> [About this task] Each record, in full, must be restated word for word.

> [Records for this task]
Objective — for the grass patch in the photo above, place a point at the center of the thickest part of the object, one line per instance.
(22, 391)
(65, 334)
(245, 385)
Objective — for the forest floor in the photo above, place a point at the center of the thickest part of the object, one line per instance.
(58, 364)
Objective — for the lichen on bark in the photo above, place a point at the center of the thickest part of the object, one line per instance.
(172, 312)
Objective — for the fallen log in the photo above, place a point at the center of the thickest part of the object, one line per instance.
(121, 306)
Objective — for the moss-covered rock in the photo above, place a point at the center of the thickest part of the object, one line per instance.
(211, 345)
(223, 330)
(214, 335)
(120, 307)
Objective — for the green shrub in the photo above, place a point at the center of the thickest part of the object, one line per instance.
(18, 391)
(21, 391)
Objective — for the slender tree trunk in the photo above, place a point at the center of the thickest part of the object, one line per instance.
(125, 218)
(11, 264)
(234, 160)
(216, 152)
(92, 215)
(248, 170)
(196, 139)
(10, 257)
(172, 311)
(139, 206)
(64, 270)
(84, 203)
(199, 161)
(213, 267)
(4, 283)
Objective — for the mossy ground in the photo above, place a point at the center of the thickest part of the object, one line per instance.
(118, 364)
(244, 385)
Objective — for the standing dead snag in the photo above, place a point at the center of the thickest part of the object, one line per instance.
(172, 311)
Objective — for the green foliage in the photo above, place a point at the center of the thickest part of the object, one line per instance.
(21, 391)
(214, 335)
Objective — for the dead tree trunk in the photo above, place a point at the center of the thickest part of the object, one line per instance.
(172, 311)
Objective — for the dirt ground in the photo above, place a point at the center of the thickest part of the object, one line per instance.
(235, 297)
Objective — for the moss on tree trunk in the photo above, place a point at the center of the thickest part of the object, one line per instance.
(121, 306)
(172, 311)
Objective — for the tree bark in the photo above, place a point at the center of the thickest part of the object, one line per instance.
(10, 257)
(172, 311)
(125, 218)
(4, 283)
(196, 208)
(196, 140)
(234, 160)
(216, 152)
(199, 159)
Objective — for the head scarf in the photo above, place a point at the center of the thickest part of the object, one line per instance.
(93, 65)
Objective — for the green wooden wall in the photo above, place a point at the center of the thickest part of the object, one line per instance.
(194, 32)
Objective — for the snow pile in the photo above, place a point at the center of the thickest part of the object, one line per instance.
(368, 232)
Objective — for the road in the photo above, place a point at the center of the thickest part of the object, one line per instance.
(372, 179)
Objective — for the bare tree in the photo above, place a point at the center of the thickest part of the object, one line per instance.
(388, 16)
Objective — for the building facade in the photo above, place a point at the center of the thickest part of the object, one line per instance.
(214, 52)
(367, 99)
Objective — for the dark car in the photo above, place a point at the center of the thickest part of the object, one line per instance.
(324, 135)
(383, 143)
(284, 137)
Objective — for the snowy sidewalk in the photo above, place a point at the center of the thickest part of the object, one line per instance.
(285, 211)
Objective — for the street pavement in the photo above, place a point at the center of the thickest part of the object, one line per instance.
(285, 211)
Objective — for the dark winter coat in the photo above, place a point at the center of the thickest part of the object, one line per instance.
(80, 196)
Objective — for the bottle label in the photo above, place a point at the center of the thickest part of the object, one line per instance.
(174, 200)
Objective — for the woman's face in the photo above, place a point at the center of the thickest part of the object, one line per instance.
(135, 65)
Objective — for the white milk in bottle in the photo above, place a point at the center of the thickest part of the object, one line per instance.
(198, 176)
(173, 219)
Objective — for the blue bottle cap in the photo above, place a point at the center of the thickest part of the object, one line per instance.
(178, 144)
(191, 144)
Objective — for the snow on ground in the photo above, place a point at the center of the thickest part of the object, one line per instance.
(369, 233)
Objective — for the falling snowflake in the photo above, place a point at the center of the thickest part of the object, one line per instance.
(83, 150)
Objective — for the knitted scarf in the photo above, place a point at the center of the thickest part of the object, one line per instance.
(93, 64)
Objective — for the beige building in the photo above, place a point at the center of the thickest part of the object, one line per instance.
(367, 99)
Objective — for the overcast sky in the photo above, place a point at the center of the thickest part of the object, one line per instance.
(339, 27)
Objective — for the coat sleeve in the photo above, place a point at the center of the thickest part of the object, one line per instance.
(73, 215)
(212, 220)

> [Reply]
Objective — for the grass patch in the photo above, place a point at the center of the thickest part of the object, one line per instance.
(22, 391)
(65, 334)
(245, 385)
Objective — for the forest floor in the photo above, place a point at the center of the thickest part of the object, one line per instance.
(58, 364)
Objective — for the lichen on bark in the photo above, place a point at the center of the thickest part of the object, one line per instance.
(172, 312)
Objective — for the fallen log in the photo above, place a point at the center of the thickest part of the object, one line per instance.
(121, 306)
Objective — for the moss-covered rock in the photo above, place a point at the center of the thickest part of the object, one line per instance.
(211, 345)
(223, 330)
(214, 335)
(120, 307)
Objective — for the green shrub in the photo above, place a point at the center of the thickest part of the object, one line per instance.
(18, 391)
(21, 391)
Objective — for the slender tree trunk in the photo above, place a point at the center of the thickest part of the object, one line per instance.
(125, 218)
(11, 264)
(234, 160)
(216, 152)
(92, 215)
(248, 170)
(196, 139)
(10, 257)
(172, 311)
(139, 206)
(64, 270)
(84, 203)
(199, 161)
(213, 267)
(4, 283)
Objective — for the mossy ground in the photo above, place a point at the center of the thickest part of the object, one line per instance.
(118, 364)
(244, 385)
Objective — for the standing dead snag in the photo above, place a point at the center of the thickest part of the object, one line per instance.
(172, 311)
Objective — for the green foliage in the photo above, place a point at the center of the thickest part of the object, one line per instance.
(21, 391)
(214, 335)
Objective — for the dead tree trunk in the photo above, place a point at the center of the thickest part of the object, one line per instance.
(172, 311)
Objective — for the dirt ground in the photo above, place a point at the center of the thickest part of the object, one line per instance.
(235, 297)
Objective — for the moss on tree trunk in the photo above, place a point at the center of the thickest part of the object, one line per instance.
(121, 306)
(172, 311)
Objective — for the tree bark in the photo above, place a point at the center of the thickest part of the object, one line per instance.
(10, 257)
(172, 311)
(125, 218)
(4, 283)
(196, 208)
(196, 140)
(234, 160)
(216, 152)
(199, 159)
Objective — for the head scarf in the photo above, place a point at the center of the thickest part of the object, one line per instance.
(93, 65)
Objective — for the green wooden wall in the photo above, place a point at the center of the thickest part of the object, one line per instance.
(194, 32)
Objective — for the snow pile in the photo above, place a point at the center of the thickest part of the object, one line per instance.
(368, 232)
Objective — for the road in the photo above, place a point at the center of the thickest part of the object, one line per instance.
(372, 179)
Objective — for the bare tree in the photo above, place a point at the center of the thickest part of the object, one line per instance.
(388, 16)
Objective — for the building facade in the photo above, place a point at the center of the thickest part of the object, one line per instance.
(214, 52)
(367, 99)
Objective — for the dark car in the photo above, place a point at the center of the thickest part of the object, one line per instance.
(324, 135)
(383, 143)
(284, 137)
Objective — for the snowy sidewalk in the photo above, place a point at the center of the thickest part of the object, one line per instance.
(285, 211)
Objective — for the street pavement in the photo above, place a point at the center of the thickest part of the object, one line per instance.
(285, 211)
Objective — for the dark winter coat in the photo above, place a point at the center of the thickest part of the object, one line per instance.
(80, 196)
Objective — for the bottle label in the photo above, place a point at the center of the thickest part of the object, one line per instance.
(174, 200)
Objective — for the woman's face in the photo above, place a point at the center of the thickest part of the object, one line per instance.
(135, 65)
Objective — for the white milk in bottle in the photo above, place a point at the center of the thickest part of the object, one line per instance.
(198, 176)
(173, 219)
Objective — for the blue bottle cap in the photo above, place a point at the center of the thickest part of the object, one line per instance.
(178, 144)
(191, 144)
Objective — for the snow on ground in the photo above, place a point at the center of the thickest part of the object, one line per instance.
(369, 233)
Objective — for the falling snowflake in the photo above, place a point at the center of the thickest part of the object, one line per instance.
(83, 150)
Objective — for the knitted scarf in the photo above, place a point at the center of the thickest part of the object, one line per instance.
(93, 64)
Objective — for the beige building in the photo above, place a point at the center of the thickest part of the object, one line per instance.
(367, 99)
Objective — for the overcast sky in the photo above, place a point at the center of the thickest part of the object, one line per instance.
(339, 27)
Objective — for the coat sleeve in the photo above, place a point at the center of the thickest part of the object, one line per instance.
(73, 215)
(212, 220)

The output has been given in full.